◆ TASK BRIEF: Continue the article on the agent-built board game Stellar Rivals, picking up right after its last sentence.
___ PAGE TEXT ___
Figure. Mapping the Celestial Sphere: six hex sectors with movement costs in Action Points. Distance equals cost.
The ComponentDesigner Makes It Physical
Agent three specifies every physical piece:
- 6 hex sector tiles
- 48 face-down celestial object tiles (8 per sector)
- Equipment upgrade cards
- Research tokens and observation point markers
- Player telescope markers
This matters because a game that exists as a concept is not the same as a game that can be prototyped. Specific counts, specific card types, specific token functions. A designer can read this list and start cutting cardboard.
The DetailsArchitect Writes the Rules
Agent four defines the turn structure as a four-phase loop:
| Phase | Activity | Key Decision |
|---|---|---|
| Telescope Positioning | Simultaneously choose a sector | Where to observe this turn |
| Observation | Spend 6 action points on movement, revealing, and claiming | Resource allocation under scarcity |
| Analysis | Score claimed objects, check constellation completion | Set collection progress |
| Equipment | Spend research tokens on upgrades | Engine building investments |
Figure. The Astronomer’s Routine: a four-phase loop of Positioning, Observation, Analysis, and Equipment.
Here is where the design starts to feel like a real game. Consider Dr. Sarah Chen’s turn:
She spends 3 of her 6 observation points to move her telescope to the Galactic Core sector. She uses a Spectrographic Filter equipment card to reveal a tile for a reduced cost of 1 point, uncovering a Quasar. She spends her final 2 points to reveal an Elliptical Galaxy. The Quasar is worth more raw points, but the Galaxy completes her Andromeda constellation, netting her 4 points for the object plus an 8-point constellation bonus. She earns research tokens and later acquires the Observatory Network card.
That is a real decision with real trade-offs. Points now versus points later. Individual value versus set completion. Spend on movement or spend on discovery. These are the kinds of tensions that make games interesting, and they emerged from twelve words of input.
The scoring system has five distinct paths:
| Scoring Category | Mechanism | Points |
|---|---|---|
| Celestial Objects | Per-object claim | 1-6 based on rarity |
| Constellation Bonuses | Set completion | 3 / 5 / 8 (escalating) |
| Binary Systems | Pair discovery | 2x printed value |
| Naming Rights | First discovery bonus | 3-4 points |
| Galaxy Clusters | End-game collection | +2 per galaxy (if 4+) |
Figure. Five strategic paths to victory: object rarity, constellation sets, binary pairs, naming rights, and galaxy clusters.
“Your Game Is Broken”
This is the part that surprised me when I first built it.
Agents five and six are not designers. They are critics. The BalanceCritic evaluates the complete design for fairness and strategic depth. The FunFactorJudge assesses whether the game would actually be fun to play. And they do not pull punches.
Here is what the BalanceCritic said about Stellar Rivals:
| Issue | Severity | Recommendation |
|---|---|---|
| Observatory Network card circumvents movement economy | High | Limit uses per game or increase cost to 2-3 extra points |
| Constellation difficulty gap, easy sets too rewarding | High | Adjust bonus structure (e.g., 3-6-10) to reflect difficulty |
| Sector overcrowding with 4 players | Medium | Scale tiles per sector with player count |
| Starting 6 observation points feels restrictive | Medium | Increase to 7-8 or allow 1-2 point carryover |
| Research token conversion rate (2:1) is inefficient | Medium | Improve to 3:2 for tactical viability |
Two high-severity issues. The Observatory Network card, which Dr. Sarah Chen acquired in our play example, actually breaks the movement economy that makes the rest of the game work. And the constellation bonus structure rewards easy sets disproportionately, creating a dominant strategy.
___ SOURCE DATA ___
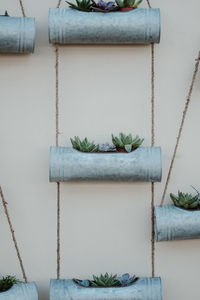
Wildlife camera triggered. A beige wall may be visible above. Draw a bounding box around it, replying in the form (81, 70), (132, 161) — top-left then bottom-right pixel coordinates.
(0, 0), (200, 300)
___
◆ RESPONSE AREA:
The FunFactorJudge rated the design 7/10, identifying the “thrill of discovery” from hidden tiles and the tight action-point economy as primary tension sources.
Figure. The BalanceCritic identifies strengths alongside critical issues with specific fix recommendations. This is not flattery. It is a design review.
Think about what just happened. The system generated a game, then told me it was broken, then told me exactly how to fix it. That kind of feedback normally requires weeks of playtesting, multiple playtest groups, and a designer honest enough to see their own blind spots. Here, it happened in the same 73-second generation pass.
GameGrammar does not just generate. It argues with itself about the quality of its own output.
“Can’t I Just Use ChatGPT?”
Fair question. You can absolutely ask ChatGPT to design a board game. It will produce fluent, confident text. It will tell you about a game with “resource management” and “strategic depth” and “high replayability.”
But try handing that output to a playtester. Ask them: how many action points do I get per turn? What happens when two players land on the same tile? How many cards are in the starting deck? The answer, almost always, is that the LLM generated the appearance of a game design without the substance.
| Aspect | Raw LLM | GameGrammar |
|---|---|---|
| Architecture | Single prompt, single pass | 6 specialized agents in sequence |
| Mechanisms | Drawn from fuzzy training data | 35-mechanism curated taxonomy |
| Game References | May hallucinate titles and stats | 2,000+ real BGG games indexed |
| Output Structure | Unstructured prose | Consistent schema with components, rules, scoring |
| Self-Critique | None unless explicitly prompted | Built-in BalanceCritic and FunFactorJudge |
| Iteration | Copy-paste-re-prompt | Workbench with targeted expand, re-evaluate, consistency |
| Balance Analysis | Generic advice | Severity-rated issues with specific fix recommendations |
The difference is not marginal. A raw LLM might tell you a game has “resource management.” GameGrammar will tell you that each player receives 6 observation points per turn, movement costs 1-3 points based on sector distance, revealing a tile costs 2 points, and research tokens convert to observation points at a 2:1 ratio. One is a suggestion. The other is a specification.
Figure. Suggestions versus specifications. GameGrammar produces designs with concrete numbers, specific components, and self-critical evaluation.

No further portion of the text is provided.